§ **WHAT IS REQUIRED**: Please locate and copy every line in the entries below that contains the string "target". Case counts.
%%
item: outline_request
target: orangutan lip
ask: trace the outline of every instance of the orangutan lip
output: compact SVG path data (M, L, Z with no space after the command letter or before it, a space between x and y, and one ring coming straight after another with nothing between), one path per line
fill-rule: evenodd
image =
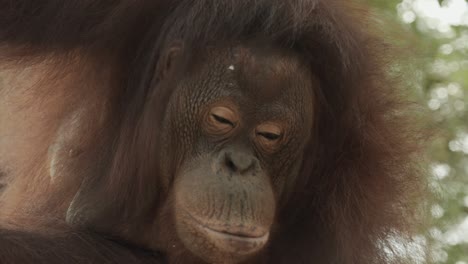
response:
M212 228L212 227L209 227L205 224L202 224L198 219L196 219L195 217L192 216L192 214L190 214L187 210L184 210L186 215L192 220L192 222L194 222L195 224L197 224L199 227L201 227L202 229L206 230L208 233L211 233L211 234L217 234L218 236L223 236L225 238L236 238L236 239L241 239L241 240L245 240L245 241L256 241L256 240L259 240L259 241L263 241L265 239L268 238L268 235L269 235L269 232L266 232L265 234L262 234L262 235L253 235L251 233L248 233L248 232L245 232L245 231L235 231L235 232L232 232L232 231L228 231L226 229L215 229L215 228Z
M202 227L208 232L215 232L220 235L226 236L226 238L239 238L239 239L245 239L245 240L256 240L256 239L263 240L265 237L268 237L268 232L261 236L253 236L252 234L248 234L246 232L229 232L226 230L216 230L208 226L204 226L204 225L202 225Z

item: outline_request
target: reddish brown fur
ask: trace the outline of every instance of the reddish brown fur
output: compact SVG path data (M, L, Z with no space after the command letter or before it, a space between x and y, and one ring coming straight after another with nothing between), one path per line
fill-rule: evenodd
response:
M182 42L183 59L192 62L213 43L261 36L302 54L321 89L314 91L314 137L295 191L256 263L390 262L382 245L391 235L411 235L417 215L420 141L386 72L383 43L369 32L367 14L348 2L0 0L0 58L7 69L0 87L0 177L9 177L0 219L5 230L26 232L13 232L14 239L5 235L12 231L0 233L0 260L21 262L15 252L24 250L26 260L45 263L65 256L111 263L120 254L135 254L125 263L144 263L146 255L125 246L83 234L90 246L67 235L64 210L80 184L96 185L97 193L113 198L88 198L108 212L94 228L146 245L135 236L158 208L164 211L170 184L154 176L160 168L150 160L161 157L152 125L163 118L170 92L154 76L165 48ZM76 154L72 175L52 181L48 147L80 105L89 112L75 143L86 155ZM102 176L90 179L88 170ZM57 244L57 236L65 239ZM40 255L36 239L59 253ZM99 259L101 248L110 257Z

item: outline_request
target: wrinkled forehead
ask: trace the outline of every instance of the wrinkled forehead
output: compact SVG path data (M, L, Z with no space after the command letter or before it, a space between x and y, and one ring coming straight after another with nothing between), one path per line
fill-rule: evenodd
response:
%%
§ **RESPONSE FOR THIS EXERCISE**:
target: orangutan lip
target: reddish brown fur
target: wrinkled forehead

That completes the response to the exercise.